== Exercise inputs
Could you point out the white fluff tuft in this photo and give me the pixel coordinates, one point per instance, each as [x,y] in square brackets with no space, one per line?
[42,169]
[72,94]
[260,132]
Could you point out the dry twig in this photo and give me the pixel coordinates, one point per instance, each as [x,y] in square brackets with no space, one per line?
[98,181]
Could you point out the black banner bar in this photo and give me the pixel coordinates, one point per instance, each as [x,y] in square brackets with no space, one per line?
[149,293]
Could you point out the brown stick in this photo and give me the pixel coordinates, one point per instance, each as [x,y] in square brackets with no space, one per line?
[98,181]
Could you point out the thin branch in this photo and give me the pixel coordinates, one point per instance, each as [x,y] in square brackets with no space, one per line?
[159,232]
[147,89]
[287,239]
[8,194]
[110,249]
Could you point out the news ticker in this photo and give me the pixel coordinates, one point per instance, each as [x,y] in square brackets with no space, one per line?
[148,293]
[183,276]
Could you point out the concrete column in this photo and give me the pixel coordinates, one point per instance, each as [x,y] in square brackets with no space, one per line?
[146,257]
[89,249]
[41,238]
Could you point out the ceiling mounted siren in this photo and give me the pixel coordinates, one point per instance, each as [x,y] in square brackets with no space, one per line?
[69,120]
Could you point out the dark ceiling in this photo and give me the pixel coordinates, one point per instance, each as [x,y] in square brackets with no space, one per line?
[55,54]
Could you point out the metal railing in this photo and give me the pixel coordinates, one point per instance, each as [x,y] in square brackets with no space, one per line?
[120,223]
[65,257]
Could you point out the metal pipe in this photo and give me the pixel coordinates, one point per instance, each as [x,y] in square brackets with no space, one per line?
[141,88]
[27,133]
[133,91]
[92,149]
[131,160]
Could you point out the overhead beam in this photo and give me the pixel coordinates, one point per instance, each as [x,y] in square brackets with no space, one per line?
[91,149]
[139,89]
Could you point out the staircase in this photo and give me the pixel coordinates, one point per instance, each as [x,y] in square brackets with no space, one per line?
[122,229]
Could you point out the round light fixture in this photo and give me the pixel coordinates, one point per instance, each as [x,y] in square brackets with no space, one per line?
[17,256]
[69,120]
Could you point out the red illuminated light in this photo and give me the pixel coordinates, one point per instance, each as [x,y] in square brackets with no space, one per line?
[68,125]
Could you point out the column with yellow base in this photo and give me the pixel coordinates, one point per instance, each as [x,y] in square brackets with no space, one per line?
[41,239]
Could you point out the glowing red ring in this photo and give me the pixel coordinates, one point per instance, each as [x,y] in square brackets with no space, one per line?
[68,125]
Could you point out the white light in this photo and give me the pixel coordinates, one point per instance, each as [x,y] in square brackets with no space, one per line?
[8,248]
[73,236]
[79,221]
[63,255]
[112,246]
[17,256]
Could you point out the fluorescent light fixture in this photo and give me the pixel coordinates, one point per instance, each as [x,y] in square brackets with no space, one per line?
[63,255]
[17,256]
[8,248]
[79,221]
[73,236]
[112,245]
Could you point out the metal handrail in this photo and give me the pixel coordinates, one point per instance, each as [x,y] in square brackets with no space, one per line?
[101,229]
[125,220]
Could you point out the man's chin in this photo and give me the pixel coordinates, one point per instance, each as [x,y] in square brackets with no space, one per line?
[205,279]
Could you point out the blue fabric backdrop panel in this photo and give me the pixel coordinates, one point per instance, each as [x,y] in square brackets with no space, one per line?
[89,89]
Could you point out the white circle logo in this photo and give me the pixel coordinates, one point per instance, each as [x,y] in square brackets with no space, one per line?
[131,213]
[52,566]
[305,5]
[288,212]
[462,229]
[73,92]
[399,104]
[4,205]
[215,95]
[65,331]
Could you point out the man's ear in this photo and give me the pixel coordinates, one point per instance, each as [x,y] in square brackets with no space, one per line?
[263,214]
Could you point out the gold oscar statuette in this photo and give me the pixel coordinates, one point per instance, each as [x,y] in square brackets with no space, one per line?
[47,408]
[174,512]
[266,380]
====
• Problem requirements
Render all of the material above as a two-column CSV with the header row "request,answer" and one row per request. Put each request's text and its answer in their own quoted field, with line breaks replaced by spaces.

• Task output
request,answer
"Could you point out the white fluff tuft in this photo and give me the pixel coordinates, one point per instance, each as [x,y] in square brackets with no space, one per line?","[42,169] [72,94] [260,132]"
"Could you point out the dry twig in this photo and give me the pixel coordinates, one point per instance, each as [x,y] in square brackets with no space, one per line?","[98,181]"
"Could you point out the black banner bar in this photo and give me the pixel coordinates, one point per instance, each as [x,y] in square brackets with no space, one per line?","[149,293]"
"Could you point out the brown stick in this photo and give me the pixel coordinates, one point per instance, each as [x,y] in square brackets with no space, one per line?","[98,181]"
"Could you point out the thin branch in this photo and give me the pixel coordinates, one point per instance, each as [x,y] in square brackets with no space, one per line?","[159,232] [147,89] [287,239] [8,194] [110,249]"
"Could you point out the news ticker in this photo and give me the pixel coordinates, one point per instance, each as [x,y] in square brackets with no space, one per line?","[148,293] [183,276]"
"Could you point out the concrete column in this photo and give me the pixel coordinates, one point per instance, each as [x,y] in square brackets with no space, one per line?","[146,257] [89,249] [41,238]"
"Could you point out the ceiling mounted siren in this photo and give me the pixel coordinates, one point per instance, each as [x,y] in square brackets with no space, one per line?","[69,120]"
"Could you point out the dark ceiling in this photo and give me the pixel coordinates, one point per instance, each as [x,y] in square brackets with no space, one per line?","[55,54]"
"Could you point out the metal railing in this photo and give me the pixel coordinates, one point per instance, each as [x,y] in square brackets with no space, one per line?","[120,223] [65,257]"
"Could you point out the metal pipe in this photo and give me the pixel coordinates, one point per instance, each as [x,y] in square brackets with no space, one per line?","[141,88] [27,133] [133,91] [92,149] [131,160]"
"Could you point out the overhead beam in this photo and give me the pixel coordinates, one point per instance, each as [x,y] in square brackets with no space, one per line?","[91,149] [139,89]"
"Could you point out the staircase in this photo and give me the pixel coordinates, one point per instance, each as [x,y] in square brackets with no space, one per line?","[122,229]"
"Could you point out the round light fixture in this photo and give me the pixel coordinates, one point per instance, each as [x,y] in square brackets with no space, one per line?","[17,256] [69,120]"
"Could you point out the red illuminated light in this photo and give me the pixel coordinates, one point per instance, each as [x,y] in square brackets with no space, one per line?","[68,125]"
"Could you point out the column with yellow base in this photo and give me the pixel coordinates, one point per instance, each as [x,y] in square brackets with no space, one per line?","[41,239]"
"Could you point out the glowing red ring in this photo and give me the pixel coordinates, one point per instance, each as [x,y] in square brackets with no space, one per line?","[68,125]"
"Could you point out the white light in this photo and give me the pixel coordinates, one point per instance, each as [x,y] in square brackets with no space, one per line?","[8,248] [73,236] [79,221] [63,255] [112,246] [17,256]"
"Could you point out the fluorescent light fixture in this photo and give me the pixel coordinates, one point per instance, each as [x,y] in square brackets with no space, one per line?","[63,255] [17,256] [8,248] [79,221] [73,236] [112,245]"
"Could you point out the metal handrail in this photo and give me the pixel coordinates, one point per instance, each as [x,y] in square brackets with no space, one per line?","[101,229] [125,220]"
"Could you point out the man's chin in this photo and give me the pixel coordinates, one point per instance, each as [x,y] in square brackets with no space, one per line?","[205,279]"
"Could you point out the blue fabric backdrop panel in this photo and give me the pixel coordinates, one point per instance, each as [x,y] in square brackets with no space, one per line?","[89,89]"
"Could you point out the white circle logo in this photo and give me the pixel coordinates, one point per instance, each as [x,y] in square brackets with no space, one per line?","[131,213] [52,566] [305,5] [288,212] [462,229] [73,92] [399,104] [4,205] [215,95] [65,331]"
"Could you point out the man's ear in this photo and give me the pixel coordinates, one point per instance, each as [x,y] in square brackets with no space, one per line?","[263,214]"
"Could you point out the gold oscar statuette in this photo and give me the pixel coordinates, one point per instance, each as [x,y] in square brackets with no space, one per line?","[47,408] [174,512] [266,380]"